**AIM:** How many lines in the rows below contain the string "target", counting only matches with the same capitalization? Report the number alone.

##### EXERCISE INPUT

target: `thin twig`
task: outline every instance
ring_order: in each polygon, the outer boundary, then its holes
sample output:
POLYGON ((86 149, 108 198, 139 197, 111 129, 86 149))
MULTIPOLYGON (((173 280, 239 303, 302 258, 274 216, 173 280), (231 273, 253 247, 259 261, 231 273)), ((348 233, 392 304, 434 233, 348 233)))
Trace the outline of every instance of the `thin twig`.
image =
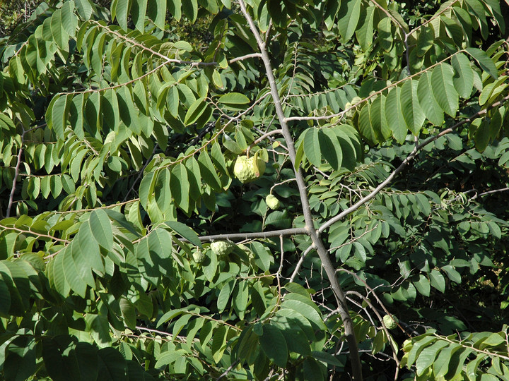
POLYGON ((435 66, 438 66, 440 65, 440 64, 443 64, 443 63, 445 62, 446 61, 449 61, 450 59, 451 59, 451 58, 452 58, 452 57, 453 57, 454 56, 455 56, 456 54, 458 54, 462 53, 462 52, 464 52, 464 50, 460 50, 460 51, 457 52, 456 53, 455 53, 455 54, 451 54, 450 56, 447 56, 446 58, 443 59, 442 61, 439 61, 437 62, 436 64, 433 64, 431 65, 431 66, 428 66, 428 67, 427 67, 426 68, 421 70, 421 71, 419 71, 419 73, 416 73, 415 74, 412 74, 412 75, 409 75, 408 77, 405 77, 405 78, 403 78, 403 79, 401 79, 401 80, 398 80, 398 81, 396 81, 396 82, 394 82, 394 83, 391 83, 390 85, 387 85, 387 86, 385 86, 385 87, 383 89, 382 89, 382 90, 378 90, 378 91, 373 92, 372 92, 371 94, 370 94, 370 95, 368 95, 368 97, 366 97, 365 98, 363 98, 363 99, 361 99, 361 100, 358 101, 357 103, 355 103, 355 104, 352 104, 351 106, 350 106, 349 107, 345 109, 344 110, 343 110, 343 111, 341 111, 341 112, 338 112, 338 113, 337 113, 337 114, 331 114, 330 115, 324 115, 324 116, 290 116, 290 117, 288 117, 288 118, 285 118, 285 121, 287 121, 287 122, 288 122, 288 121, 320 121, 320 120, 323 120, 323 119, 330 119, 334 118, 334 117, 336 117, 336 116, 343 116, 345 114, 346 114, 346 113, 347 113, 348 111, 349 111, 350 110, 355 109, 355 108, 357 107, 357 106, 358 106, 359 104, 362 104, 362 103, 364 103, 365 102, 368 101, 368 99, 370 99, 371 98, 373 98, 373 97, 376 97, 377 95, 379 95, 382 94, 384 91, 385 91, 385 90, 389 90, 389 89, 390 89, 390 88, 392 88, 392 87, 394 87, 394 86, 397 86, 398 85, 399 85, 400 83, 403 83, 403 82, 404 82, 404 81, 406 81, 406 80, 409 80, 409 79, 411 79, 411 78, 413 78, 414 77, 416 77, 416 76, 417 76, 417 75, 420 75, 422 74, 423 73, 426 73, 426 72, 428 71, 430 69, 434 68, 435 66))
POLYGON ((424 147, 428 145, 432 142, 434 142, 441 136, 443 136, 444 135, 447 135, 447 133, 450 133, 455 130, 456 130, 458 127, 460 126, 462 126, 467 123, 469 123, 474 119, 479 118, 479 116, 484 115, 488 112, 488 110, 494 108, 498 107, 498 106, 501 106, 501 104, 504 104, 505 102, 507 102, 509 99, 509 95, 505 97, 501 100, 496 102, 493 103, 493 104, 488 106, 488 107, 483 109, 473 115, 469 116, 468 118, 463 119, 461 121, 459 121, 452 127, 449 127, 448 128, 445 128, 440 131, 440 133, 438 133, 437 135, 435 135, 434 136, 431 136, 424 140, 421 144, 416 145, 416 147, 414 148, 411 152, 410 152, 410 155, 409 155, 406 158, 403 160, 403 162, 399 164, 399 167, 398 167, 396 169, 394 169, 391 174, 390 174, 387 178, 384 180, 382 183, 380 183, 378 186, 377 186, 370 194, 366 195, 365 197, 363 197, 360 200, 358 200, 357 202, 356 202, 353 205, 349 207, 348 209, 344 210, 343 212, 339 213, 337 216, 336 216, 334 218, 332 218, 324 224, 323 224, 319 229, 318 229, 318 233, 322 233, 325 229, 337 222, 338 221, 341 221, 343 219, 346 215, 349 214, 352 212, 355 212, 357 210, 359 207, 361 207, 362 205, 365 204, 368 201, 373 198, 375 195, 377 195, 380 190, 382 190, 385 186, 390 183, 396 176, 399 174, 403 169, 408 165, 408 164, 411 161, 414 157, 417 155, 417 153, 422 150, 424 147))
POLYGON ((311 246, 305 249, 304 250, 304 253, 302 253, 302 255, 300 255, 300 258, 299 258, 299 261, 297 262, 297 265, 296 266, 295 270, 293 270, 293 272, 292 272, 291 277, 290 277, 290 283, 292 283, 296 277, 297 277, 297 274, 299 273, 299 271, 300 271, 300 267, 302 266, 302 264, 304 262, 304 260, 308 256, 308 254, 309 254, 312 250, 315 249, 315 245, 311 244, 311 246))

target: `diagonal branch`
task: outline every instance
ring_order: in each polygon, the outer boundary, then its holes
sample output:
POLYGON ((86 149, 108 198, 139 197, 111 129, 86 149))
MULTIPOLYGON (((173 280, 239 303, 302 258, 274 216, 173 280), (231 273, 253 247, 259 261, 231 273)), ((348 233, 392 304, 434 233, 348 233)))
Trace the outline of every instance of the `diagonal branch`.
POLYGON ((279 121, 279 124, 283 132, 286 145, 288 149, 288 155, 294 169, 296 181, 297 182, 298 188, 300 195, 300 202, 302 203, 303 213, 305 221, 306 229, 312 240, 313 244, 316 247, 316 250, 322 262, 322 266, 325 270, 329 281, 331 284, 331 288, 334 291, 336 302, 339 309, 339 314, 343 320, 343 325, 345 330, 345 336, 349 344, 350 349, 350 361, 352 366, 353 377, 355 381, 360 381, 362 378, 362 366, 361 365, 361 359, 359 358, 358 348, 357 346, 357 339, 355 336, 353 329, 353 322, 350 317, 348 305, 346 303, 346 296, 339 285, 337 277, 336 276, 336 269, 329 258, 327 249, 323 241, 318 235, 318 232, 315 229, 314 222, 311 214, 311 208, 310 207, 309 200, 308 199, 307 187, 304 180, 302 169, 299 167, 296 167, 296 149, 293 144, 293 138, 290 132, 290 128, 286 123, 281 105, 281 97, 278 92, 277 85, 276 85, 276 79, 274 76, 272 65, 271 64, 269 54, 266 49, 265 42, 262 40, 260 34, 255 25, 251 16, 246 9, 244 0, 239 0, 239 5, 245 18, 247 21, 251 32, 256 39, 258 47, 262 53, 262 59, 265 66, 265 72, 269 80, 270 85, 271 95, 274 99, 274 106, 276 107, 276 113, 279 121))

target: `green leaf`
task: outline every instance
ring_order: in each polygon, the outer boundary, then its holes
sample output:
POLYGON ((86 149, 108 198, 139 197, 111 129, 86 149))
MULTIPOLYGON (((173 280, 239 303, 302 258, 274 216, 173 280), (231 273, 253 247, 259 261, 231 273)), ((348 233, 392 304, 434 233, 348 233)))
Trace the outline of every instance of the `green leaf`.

##########

**REPLY:** 3